**TASK DIRECTIONS**
Pull every line containing "below" from the data.

(Natural-language object grounding data)
┌──

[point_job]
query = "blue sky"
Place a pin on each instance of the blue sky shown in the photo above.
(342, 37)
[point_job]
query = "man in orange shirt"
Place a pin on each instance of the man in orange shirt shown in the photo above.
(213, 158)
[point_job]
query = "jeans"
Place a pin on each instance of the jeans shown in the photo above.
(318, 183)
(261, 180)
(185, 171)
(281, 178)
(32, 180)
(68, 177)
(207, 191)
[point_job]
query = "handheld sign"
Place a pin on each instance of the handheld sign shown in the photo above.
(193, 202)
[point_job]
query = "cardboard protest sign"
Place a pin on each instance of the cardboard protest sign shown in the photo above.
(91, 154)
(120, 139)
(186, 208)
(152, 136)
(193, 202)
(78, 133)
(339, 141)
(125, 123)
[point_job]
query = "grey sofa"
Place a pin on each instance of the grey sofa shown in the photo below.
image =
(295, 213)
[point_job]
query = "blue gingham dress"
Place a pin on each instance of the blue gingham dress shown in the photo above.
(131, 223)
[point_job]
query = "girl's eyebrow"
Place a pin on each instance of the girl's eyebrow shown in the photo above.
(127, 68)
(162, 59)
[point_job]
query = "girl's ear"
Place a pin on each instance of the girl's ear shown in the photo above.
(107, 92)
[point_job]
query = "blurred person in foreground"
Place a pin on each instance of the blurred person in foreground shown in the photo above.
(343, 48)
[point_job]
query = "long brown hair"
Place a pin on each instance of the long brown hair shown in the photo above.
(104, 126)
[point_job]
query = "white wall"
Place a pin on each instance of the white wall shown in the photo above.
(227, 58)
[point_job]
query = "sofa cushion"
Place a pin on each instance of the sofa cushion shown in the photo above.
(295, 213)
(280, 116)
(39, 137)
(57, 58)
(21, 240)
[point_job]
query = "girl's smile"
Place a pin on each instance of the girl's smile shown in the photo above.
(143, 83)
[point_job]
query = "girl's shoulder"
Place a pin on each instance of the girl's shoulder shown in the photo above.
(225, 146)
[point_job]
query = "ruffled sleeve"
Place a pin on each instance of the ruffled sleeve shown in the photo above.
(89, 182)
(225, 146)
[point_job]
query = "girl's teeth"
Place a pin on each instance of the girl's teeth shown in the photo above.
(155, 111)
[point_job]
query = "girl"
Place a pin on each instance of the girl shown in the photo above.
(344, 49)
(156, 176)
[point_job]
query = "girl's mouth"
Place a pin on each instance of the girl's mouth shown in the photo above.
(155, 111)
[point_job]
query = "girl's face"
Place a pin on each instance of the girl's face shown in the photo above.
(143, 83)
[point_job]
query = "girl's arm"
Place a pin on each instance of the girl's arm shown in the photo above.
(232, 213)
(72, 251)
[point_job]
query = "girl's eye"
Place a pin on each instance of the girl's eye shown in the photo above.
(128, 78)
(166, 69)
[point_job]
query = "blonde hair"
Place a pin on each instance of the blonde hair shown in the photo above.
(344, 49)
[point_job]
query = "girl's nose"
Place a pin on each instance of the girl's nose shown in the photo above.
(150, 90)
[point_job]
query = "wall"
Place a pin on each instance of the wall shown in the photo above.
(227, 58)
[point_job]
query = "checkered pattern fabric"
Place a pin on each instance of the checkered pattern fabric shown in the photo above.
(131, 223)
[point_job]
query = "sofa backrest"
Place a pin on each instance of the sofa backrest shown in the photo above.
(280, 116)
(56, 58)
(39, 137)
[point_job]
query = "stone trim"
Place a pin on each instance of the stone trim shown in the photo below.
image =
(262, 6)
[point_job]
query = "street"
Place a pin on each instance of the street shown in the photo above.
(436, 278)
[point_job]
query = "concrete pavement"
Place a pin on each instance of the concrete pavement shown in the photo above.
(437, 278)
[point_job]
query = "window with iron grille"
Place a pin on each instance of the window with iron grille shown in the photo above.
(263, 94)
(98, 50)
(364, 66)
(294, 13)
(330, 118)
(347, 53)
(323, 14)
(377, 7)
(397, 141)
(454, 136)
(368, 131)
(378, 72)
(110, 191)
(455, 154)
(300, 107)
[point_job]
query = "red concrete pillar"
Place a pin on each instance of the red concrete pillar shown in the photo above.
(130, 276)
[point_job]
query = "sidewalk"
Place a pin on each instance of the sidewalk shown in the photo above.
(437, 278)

└──

**RESULT FOR THIS EXERCISE**
Place a pin on each instance of the grey sofa shown in the photo below.
Place a pin on each instance of the stone trim shown in the photo below.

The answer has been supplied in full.